### Data records
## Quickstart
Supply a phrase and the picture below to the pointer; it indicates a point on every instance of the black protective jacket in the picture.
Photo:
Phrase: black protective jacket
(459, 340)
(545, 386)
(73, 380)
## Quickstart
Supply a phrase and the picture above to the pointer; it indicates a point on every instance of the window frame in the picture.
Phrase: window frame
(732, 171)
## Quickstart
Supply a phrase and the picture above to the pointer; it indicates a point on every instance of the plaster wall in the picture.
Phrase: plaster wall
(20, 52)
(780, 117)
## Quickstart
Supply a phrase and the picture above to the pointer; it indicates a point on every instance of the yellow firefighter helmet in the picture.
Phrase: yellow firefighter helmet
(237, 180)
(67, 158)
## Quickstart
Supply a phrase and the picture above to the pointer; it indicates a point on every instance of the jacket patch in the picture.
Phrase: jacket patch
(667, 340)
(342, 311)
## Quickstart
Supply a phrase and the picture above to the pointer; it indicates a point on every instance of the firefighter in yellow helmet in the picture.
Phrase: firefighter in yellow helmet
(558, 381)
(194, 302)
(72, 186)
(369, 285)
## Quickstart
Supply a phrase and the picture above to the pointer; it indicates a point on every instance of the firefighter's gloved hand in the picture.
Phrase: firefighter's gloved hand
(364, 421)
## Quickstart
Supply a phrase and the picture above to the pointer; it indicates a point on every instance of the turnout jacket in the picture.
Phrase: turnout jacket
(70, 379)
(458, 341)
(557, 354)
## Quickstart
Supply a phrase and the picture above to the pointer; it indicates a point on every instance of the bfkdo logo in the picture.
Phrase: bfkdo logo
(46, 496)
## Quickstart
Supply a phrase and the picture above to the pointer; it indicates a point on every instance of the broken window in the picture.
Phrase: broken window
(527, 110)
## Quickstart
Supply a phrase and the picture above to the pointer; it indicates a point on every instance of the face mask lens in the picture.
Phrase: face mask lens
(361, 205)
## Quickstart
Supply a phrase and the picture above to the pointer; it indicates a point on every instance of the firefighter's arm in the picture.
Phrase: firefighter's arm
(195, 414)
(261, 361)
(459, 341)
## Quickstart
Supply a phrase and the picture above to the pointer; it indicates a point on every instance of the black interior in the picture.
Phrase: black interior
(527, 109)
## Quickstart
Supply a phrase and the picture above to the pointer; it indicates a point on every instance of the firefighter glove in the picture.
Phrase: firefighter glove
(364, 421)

### Written task
Using the data above, print every record exactly as shown.

### Exercise result
## Quickstart
Supply a phrase and the picture below to the pointer; it indicates a point on every instance of the black protective jacket in the picture.
Photo:
Phrase: black protective jacket
(459, 340)
(545, 386)
(73, 380)
## Quickstart
Supply a phrase and the picture above to the pointer; it indicates a point on every instance of the window frame in the picture.
Phrase: window frame
(732, 171)
## Quickstart
Supply a phrase and the picture above to the pointer; it indicates a point on every instance of the plaster wall in the picture.
Phrase: plaster wall
(20, 52)
(780, 117)
## Quickstart
Supply a phrase and the picture above to the pointer; it indicates a point on every instance of the yellow firefighter helmet in the picture.
Phrase: yellow firefighter helmet
(237, 180)
(67, 158)
## Quickstart
Supply a phrase and the picture above to the pointer; it indicates a point on every instance of the jacket patch in the picture.
Phrase: jacket patch
(667, 340)
(342, 311)
## Quickstart
Supply a phrase and the picture above to the pointer; it indicates a point on every instance of the firefighter in yellow helmet in the picture.
Phrase: firefighter in yellow helmet
(558, 381)
(194, 302)
(72, 186)
(369, 285)
## Quickstart
Supply a phrase and the picture above to the pointer; it indicates a point on every instance of the firefighter's gloved hand in the picture.
Phrase: firefighter's gloved hand
(364, 421)
## Quickstart
Supply a phrase and the picture above to the pointer; it indicates a point on every instance of the turnout jacket in the picture.
Phrase: turnout jacket
(70, 379)
(458, 341)
(557, 354)
## Quickstart
Supply a phrase and the picture above to the pointer; it indicates a point on every instance of the bfkdo logo in the picture.
Phrase: bfkdo logo
(46, 496)
## Quickstart
Supply a phrase and the picture above to the pointer; it indicates a point on every instance of the broken window in the picture.
Phrase: broken window
(527, 110)
## Quickstart
Supply a phrase and the picture above to the pointer; it indicates a point on every instance of the face mask lens in the picture.
Phrase: face mask lens
(361, 205)
## Quickstart
Supply a phrase and the picture above to the pointer; it indicates a point on every instance of the firefighter's arm in the picture.
Phrase: firefighter's arm
(195, 414)
(261, 361)
(459, 341)
## Quickstart
Supply a phrase and the picture above to the pointer; it indicates a point on every instance of the black interior in the picture.
Phrase: black interior
(527, 109)
## Quickstart
Supply a phrase and the picture above to the pointer; it indicates a point on every instance of the firefighter glove in the picture.
Phrase: firefighter glove
(364, 421)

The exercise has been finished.